Here's what we do know: Ray Koval (Clive Owen) and Claire Stenwick (Julia Roberts) are both spies-turned-corporate operatives; Dick Garsik (Paul Giamatti) and Howard Tully (Tom Wilkinson) are their respective bigwig employers. One company has a formula for a groundbreaking product guaranteed to bring untold riches — and the other company desperately wants it. Ray and Claire have a bantering and-so-to-bed history, told over elegantly split-screened flashbacks involving five-star hotels in Dubai, Rome, Miami and London. But who exactly is working for whom, and who's playing whom?
All this plays out alongside a lot of Champagne corks, comments about pizza, high-tech moles tapping away on computer screens, Giamatti smiling diabolically (nobody does it better) and Wilkinson pruning his bonsai. (No, that's not a double entendre, though this would be the right movie for one. There's actual bonsai involved.) It's an old-school, fast-talking caper with modern twists, filled with movie-star glamour and unexpectedly quirky wit.
Why had I never realized before that I've always wanted to see a movie in which Owen and Giamatti meet in a bowling alley? Or a scene in which Owen, in Clark Kent glasses and a flat Midwestern accent, pretends to be a pediatric cardiologist opening a clinic in Ethiopia, the better to seduce a clueless corporate employee (Carrie Preston, who then makes hilariously beautiful music with the wailed line "The children ... and their little hearts!")?
Owen and Roberts, who shared a much darker chemistry in "Closer," are all cool zippiness here, just the way you want movie stars to be. (One small disappointment: Though Owen looks like a dream in his Armani suits, the costume department didn't do Roberts any favors with a few sadly frumpy outfits.) Giamatti and Wilkinson are perfection, just the way you knew they would be. And Gilroy, who's only directed two films and yet is clearly a master of pacing and style, makes it all look easy. I'm still thinking of "Duplicity," even though I'm not watching it, and that's rare enough these days. Good fun.

===

■ **WHAT IS BEING ASKED**
Please say whether each statement agrees with the review of "Duplicity," answering yes or no and quoting the deciding words from the review: (a) Wilkinson is shown pruning a bonsai; (b) Gilroy has directed many films; (c) the reviewer praises Roberts's outfits. The material that comes next is from a different source than the text above.

■ **ENTRIES SHOWN**
===

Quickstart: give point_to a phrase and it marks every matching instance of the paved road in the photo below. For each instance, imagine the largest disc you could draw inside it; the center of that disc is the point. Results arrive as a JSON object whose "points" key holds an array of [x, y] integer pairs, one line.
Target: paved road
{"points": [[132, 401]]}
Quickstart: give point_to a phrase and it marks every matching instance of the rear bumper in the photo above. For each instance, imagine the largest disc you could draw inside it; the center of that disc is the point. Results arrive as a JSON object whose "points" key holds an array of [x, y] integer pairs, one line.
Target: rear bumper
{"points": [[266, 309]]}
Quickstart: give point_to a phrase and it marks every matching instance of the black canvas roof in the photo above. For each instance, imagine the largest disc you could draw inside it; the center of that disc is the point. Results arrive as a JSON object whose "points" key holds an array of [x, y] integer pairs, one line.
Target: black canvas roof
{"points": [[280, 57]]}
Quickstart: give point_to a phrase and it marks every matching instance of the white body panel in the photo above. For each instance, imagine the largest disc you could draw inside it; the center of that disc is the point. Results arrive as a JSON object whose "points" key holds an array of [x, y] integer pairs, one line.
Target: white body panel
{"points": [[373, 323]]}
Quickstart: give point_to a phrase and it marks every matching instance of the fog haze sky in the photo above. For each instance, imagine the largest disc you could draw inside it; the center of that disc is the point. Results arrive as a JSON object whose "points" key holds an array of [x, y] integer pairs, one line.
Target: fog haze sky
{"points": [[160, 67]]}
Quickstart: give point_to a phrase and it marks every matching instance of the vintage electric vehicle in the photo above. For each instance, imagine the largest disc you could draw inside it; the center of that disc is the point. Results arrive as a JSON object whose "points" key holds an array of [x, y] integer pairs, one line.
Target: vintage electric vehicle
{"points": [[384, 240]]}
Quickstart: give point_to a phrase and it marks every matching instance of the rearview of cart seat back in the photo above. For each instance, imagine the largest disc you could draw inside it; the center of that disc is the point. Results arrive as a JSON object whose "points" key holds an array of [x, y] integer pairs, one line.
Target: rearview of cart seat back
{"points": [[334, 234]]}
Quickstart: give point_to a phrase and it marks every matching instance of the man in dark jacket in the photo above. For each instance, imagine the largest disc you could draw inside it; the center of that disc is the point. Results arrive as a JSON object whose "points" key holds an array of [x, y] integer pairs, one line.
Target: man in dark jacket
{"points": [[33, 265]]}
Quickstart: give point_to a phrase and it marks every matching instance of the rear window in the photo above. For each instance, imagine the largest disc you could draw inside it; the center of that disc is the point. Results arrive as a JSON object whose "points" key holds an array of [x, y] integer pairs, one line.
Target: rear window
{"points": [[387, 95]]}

===

■ **RESPONSE**
(a) Yes: "Wilkinson pruning his bonsai"
(b) No: "Gilroy, who's only directed two films"
(c) No: "the costume department didn't do Roberts any favors with a few sadly frumpy outfits"